# What you have to do
Once the pictures have been removed, repeat the remainder of the records exactly.

# Data records
§ §

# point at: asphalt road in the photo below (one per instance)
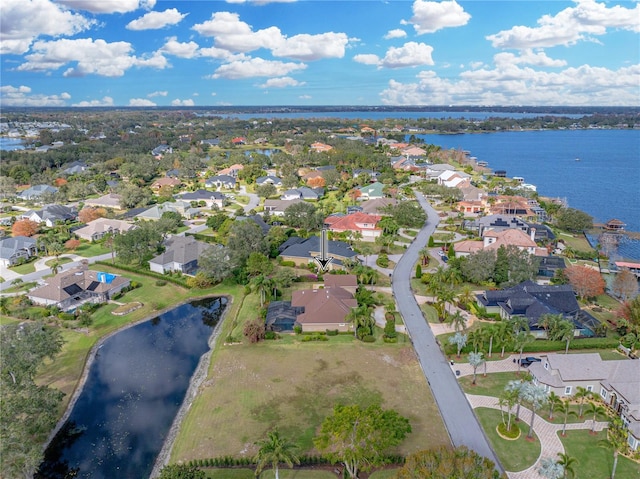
(459, 419)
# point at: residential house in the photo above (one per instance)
(278, 207)
(303, 193)
(35, 192)
(269, 180)
(209, 197)
(181, 254)
(531, 300)
(97, 229)
(110, 200)
(303, 251)
(16, 249)
(317, 309)
(231, 170)
(492, 240)
(318, 147)
(74, 287)
(75, 168)
(220, 181)
(167, 181)
(372, 191)
(51, 214)
(617, 382)
(362, 223)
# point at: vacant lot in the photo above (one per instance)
(293, 386)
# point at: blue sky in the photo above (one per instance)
(328, 52)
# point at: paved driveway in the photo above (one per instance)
(459, 419)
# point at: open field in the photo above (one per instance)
(291, 385)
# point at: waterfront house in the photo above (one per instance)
(74, 287)
(617, 382)
(531, 300)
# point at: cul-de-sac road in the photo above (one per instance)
(459, 419)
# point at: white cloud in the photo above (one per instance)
(21, 96)
(527, 57)
(515, 85)
(256, 67)
(573, 24)
(22, 21)
(367, 59)
(183, 50)
(178, 102)
(106, 101)
(429, 17)
(141, 102)
(234, 35)
(156, 20)
(411, 54)
(397, 33)
(281, 82)
(108, 6)
(90, 57)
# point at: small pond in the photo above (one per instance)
(133, 391)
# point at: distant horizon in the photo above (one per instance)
(184, 53)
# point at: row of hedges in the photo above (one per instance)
(306, 460)
(145, 272)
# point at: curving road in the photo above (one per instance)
(459, 419)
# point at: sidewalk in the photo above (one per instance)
(548, 434)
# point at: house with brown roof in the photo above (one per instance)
(72, 288)
(363, 223)
(318, 147)
(617, 382)
(100, 227)
(166, 181)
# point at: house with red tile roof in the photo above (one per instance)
(363, 223)
(320, 147)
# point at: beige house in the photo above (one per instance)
(617, 382)
(100, 227)
(72, 288)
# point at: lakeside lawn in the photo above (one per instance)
(594, 459)
(65, 371)
(252, 388)
(514, 455)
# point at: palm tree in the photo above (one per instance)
(617, 435)
(567, 462)
(459, 322)
(595, 409)
(565, 409)
(475, 359)
(273, 451)
(581, 394)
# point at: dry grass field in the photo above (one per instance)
(293, 386)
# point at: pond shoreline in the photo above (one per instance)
(96, 347)
(197, 378)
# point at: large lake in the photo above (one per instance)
(133, 391)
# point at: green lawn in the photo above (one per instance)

§ §

# Task answer
# point at: asphalt road in the photo below (one per instance)
(459, 419)
# point at: residential house in the photo above (one per instance)
(278, 207)
(303, 193)
(35, 192)
(269, 180)
(209, 197)
(181, 254)
(531, 300)
(97, 229)
(110, 200)
(303, 251)
(16, 249)
(317, 309)
(231, 170)
(492, 240)
(318, 147)
(74, 287)
(75, 168)
(220, 181)
(167, 181)
(372, 191)
(51, 214)
(617, 382)
(362, 223)
# point at: vacant lot in the photo above (one per instance)
(293, 386)
# point at: blue sky in the photo above (one per instance)
(328, 52)
# point at: paved driveway in the photo above (one per instance)
(459, 419)
# point at: open field in the photo above (one per instance)
(291, 385)
# point at: waterfront house in the photo above (one per instance)
(74, 287)
(617, 382)
(531, 300)
# point at: cul-de-sac road in the photo above (one per instance)
(459, 419)
# point at: white cloud in the photo above (one per instance)
(21, 96)
(527, 57)
(515, 85)
(256, 67)
(573, 24)
(22, 21)
(367, 59)
(183, 50)
(178, 102)
(106, 101)
(429, 17)
(141, 102)
(234, 35)
(156, 20)
(411, 54)
(397, 33)
(281, 82)
(108, 6)
(90, 57)
# point at: small pond in the photo above (one per instance)
(133, 391)
# point at: distant horizon in the photo above (one per instance)
(184, 53)
# point at: row of hedges in the photo above (one per instance)
(306, 460)
(145, 272)
# point at: curving road in the photo above (one per instance)
(459, 419)
# point at: sidewalk in the photo above (one per instance)
(548, 434)
# point at: house with brown roof in the photo above (one per instance)
(72, 288)
(363, 223)
(318, 147)
(617, 382)
(100, 227)
(166, 181)
# point at: house with red tile roof in the photo above (one per instance)
(363, 223)
(320, 147)
# point at: beige house in the photo above (one per instance)
(617, 382)
(100, 227)
(72, 288)
# point at: lakeside lawn in the photo above (one per instance)
(594, 459)
(65, 371)
(252, 388)
(514, 455)
# point at: palm tree in the photo above (one per instance)
(617, 435)
(567, 462)
(459, 322)
(595, 409)
(565, 409)
(475, 359)
(273, 451)
(581, 394)
# point at: dry grass field in the photo above (one per instance)
(293, 386)
# point at: pond shoreline in the photo above (one per instance)
(96, 347)
(197, 378)
# point at: large lake in the photo above (one per instance)
(133, 391)
# point at: green lawn in the photo above (one per instance)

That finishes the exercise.